TESTO PROPOSTO:
----

La nuova politica di concentramento dei poteri portata avanti da Chávez apre la strada ad una ulteriore accentuazione del carattere bonapartista del regime politico e del governo. Questa situazione lascia aperta la possibilità di un’eventuale svolta a destra del governo, o di misure anti-popolari nel caso in cui scendesse il prezzo del petrolio o dovesse aumentare l’inflazione. Questa situazione va di pari passo con la politica di rielezione indefinita, con la modificazione dell’attuale Costituzione in cui meccanismi giuridici lascerebbero spazio a una specie di “bonapartismo plebiscitario”, con elezioni in cui la “maggioranza povera” della popolazione voti sistematicamente a favore di Chávez ma senza che si verifichino cambi sostanziali, senza che questo risolva i problemi strutturali dei lavoratori, dei contadini, senza che questo significhi, come l’abbiamo visto negli ultimo otto anni, la possibilità per questi settori di discutere e risolvere democraticamente i loro propri problemi. Per concretizzare questo programma politico il chavismo sta cercando di costruire il Partito Socialista Unito del Venezuela (Partido Socialista Unido de Venezuela, PSUV). Con questa struttura si cerca in realtà di mettere in piedi un’organizzazione in cui si trovino fianco a fianco gli ufficiali delle Forze Armate dello Stato borghese, gli “imprenditori nazionalisti” e i settori operai, contadini e popolari. Il PSUV non significa affatto “un approfondimento della rivoluzione bolivariana” come sostengono alcuni settori capitolanti dell’estrema sinistra. Il PSUV cerca, in maniera preventiva, di canalizzare fortemente il movimento di massa e qualsiasi intento, da parte di un settore del mondo del lavoro, di cercare una strada indipendente dal nazionalismo borghese.

Dovute all’opposizione venezuelana all’invasione dell’Irak, all’invasione del Libano da parte dell’esercito sionista lo scorso estate, al sostegno all’Iran, si sono verificate frizioni fra Chavéz e l’imperialismo nordamericano. Difendiamo il Venezuela da qualsiasi “rappresaglia” imperialista. Affermiamo allo stesso tempo che le dichiarazioni di Chávez non portano a una lotta antimperialista conseguente. Questa retorica non si basa sulla mobilitazione dei lavoratori e dei popoli ma al contrario puntano a stringere i rapporti diplomatici con governi capitalisti che, come Lula o Kirchner, amministrano la spoliazione dei paesi latinoamericani, o anche sui rapporti con i governi di alcuni paesi imperialisti come nel caso del governo di Zapatero.

----

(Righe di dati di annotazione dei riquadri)
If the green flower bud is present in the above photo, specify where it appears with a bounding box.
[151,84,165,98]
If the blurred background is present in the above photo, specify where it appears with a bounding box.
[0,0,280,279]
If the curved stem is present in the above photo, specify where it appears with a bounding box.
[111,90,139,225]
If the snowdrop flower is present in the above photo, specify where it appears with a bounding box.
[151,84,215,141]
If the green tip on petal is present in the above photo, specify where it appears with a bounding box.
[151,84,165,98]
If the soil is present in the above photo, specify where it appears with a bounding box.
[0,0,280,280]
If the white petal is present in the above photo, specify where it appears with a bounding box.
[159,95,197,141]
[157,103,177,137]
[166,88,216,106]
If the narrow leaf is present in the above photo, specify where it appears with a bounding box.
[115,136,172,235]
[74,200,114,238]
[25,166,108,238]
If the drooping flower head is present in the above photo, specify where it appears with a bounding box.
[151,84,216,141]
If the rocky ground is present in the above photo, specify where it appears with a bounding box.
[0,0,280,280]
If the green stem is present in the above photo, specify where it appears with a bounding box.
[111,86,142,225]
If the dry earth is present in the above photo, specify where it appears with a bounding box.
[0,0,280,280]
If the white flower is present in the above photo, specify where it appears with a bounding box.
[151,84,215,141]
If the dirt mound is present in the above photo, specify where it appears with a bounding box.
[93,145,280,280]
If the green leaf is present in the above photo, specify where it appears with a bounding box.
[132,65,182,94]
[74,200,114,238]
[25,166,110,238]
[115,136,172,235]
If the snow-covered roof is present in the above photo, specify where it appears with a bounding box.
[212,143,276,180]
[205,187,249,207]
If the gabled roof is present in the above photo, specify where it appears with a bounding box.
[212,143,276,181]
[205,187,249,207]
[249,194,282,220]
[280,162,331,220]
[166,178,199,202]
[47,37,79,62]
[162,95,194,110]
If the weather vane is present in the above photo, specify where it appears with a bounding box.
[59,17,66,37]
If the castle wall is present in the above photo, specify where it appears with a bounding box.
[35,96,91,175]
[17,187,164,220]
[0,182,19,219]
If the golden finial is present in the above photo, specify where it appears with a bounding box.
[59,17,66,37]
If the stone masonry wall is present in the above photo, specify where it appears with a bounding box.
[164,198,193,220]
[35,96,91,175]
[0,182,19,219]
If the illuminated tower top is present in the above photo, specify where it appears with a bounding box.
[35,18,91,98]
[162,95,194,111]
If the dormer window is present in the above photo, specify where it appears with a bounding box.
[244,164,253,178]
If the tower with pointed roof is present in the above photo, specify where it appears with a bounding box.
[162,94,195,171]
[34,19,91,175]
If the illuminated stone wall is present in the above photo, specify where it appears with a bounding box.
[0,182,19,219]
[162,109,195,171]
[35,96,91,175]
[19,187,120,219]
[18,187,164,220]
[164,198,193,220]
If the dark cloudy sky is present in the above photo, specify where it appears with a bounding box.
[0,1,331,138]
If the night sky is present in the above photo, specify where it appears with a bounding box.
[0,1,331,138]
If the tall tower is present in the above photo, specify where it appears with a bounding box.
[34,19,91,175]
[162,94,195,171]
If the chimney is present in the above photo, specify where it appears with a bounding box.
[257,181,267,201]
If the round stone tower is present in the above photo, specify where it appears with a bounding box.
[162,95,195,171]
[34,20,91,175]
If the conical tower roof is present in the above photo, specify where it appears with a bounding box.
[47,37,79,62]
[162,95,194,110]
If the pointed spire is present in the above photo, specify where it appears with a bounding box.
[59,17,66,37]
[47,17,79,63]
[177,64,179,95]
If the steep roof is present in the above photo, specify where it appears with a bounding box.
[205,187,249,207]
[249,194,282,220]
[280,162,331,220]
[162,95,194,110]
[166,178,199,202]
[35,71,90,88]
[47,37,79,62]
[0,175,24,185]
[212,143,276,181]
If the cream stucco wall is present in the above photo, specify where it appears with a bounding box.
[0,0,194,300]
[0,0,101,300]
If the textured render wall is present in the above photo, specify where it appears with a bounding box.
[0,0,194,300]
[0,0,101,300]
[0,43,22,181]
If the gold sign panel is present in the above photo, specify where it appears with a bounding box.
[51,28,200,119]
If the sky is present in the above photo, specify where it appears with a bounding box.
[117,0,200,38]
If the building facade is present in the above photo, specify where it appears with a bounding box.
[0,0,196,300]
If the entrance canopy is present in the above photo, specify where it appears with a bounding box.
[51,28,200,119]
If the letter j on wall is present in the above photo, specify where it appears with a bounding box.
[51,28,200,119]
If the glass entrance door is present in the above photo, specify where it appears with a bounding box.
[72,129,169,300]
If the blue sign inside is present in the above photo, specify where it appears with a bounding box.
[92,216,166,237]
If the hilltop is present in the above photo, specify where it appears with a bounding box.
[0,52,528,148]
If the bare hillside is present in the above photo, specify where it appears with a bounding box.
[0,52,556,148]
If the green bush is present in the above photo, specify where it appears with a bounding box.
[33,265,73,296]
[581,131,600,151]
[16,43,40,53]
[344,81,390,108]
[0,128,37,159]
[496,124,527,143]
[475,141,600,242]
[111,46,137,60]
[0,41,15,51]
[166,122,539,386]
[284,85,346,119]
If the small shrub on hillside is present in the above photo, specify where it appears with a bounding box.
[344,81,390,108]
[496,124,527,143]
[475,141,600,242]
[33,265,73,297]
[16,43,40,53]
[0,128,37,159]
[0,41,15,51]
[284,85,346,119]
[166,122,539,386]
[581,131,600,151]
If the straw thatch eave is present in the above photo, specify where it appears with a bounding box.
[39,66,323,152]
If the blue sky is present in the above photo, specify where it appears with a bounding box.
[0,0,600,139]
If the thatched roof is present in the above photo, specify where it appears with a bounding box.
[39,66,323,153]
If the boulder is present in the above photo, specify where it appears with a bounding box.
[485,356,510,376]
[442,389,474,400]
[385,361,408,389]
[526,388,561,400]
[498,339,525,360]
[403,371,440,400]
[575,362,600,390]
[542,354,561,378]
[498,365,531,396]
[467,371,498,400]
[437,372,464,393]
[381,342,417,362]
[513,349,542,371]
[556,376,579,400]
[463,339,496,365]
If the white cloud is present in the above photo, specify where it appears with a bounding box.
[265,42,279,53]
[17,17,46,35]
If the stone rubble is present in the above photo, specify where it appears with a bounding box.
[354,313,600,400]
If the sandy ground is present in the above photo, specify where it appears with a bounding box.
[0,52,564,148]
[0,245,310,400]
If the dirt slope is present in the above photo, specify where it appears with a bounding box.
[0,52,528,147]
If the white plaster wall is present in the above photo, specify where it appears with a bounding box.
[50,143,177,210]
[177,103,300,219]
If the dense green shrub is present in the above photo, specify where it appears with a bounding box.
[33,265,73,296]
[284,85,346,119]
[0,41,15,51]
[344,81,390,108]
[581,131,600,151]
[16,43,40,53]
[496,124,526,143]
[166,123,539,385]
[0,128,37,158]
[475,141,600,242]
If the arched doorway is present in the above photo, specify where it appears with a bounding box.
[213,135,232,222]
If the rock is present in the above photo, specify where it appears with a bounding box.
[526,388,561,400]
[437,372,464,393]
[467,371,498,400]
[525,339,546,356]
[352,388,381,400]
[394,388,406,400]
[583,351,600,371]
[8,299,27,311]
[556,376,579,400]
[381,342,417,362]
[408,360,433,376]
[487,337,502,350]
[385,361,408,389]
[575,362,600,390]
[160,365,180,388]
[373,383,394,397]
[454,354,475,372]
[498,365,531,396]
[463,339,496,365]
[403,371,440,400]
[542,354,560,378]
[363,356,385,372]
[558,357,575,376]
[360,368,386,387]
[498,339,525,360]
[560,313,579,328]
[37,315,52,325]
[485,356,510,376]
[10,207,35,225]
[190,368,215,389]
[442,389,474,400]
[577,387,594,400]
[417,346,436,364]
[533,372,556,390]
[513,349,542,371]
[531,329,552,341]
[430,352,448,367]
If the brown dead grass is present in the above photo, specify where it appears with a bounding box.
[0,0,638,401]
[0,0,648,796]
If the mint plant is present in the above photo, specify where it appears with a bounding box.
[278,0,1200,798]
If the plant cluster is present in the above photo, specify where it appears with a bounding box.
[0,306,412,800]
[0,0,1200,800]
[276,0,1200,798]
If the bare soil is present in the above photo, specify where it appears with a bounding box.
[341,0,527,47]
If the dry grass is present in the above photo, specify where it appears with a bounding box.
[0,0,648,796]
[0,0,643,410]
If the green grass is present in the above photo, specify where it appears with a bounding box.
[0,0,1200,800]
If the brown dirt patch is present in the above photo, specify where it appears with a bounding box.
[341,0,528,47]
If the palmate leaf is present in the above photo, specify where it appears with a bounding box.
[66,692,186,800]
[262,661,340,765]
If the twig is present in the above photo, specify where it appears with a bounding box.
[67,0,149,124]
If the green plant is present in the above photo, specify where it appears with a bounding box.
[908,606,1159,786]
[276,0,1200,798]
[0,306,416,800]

----

ESERCIZI DA SVOLGERE:
1. Riscrivi il passo del testo su Chávez compreso tra "Dovute all’opposizione venezuelana" e "governo di Zapatero.", estremi inclusi, mettendo "imperialismo statunitense" al posto di "imperialismo nordamericano".
2. Prosegui il testo su Chávez dal punto in cui si ferma.

RISPOSTE FINALI:
1.
Dovute all’opposizione venezuelana all’invasione dell’Irak, all’invasione del Libano da parte dell’esercito sionista lo scorso estate, al sostegno all’Iran, si sono verificate frizioni fra Chavéz e l’imperialismo statunitense. Difendiamo il Venezuela da qualsiasi “rappresaglia” imperialista. Affermiamo allo stesso tempo che le dichiarazioni di Chávez non portano a una lotta antimperialista conseguente. Questa retorica non si basa sulla mobilitazione dei lavoratori e dei popoli ma al contrario puntano a stringere i rapporti diplomatici con governi capitalisti che, come Lula o Kirchner, amministrano la spoliazione dei paesi latinoamericani, o anche sui rapporti con i governi di alcuni paesi imperialisti come nel caso del governo di Zapatero.

2.
Tutto ciò non implica nessun cambiamento importante nel progetto strategico di “via venezuelana al socialismo”. Si tratta in realtà di un progetto nel quale continueranno a reggere le leggi della dominazione capitalista. La prospettiva del “Socialismo del XXI secolo” difesa da Chávez si limita in realtà a una semi-statalizzazione borghese di alcuni settori economici (a cambio d’indennizzi a imprese parassitarie che durante decenni hanno fatto profitti sulla pelle di milioni di lavoratori e consumatori venezuelani) permettendo inoltre che settori borghesi nazionali e importanti imprese imperialiste continuino a accumulare immensi profitti in altri settori dell’economia venezuelana, in particolare quello principale, il petrolio. L’agenda del nazionalismo borghese moderato di Chávez non va aldilà del dare impulso e dello sviluppare un settore della borghesia venezuelana, quello non monopolista, molto più dipendente degli aiuti statali e della protezione dello Stato. Allo stesso tempo, lo Stato continua a garantire ai monopoli, ai grandi imprenditori nazionali e alle multinazionali le loro affari.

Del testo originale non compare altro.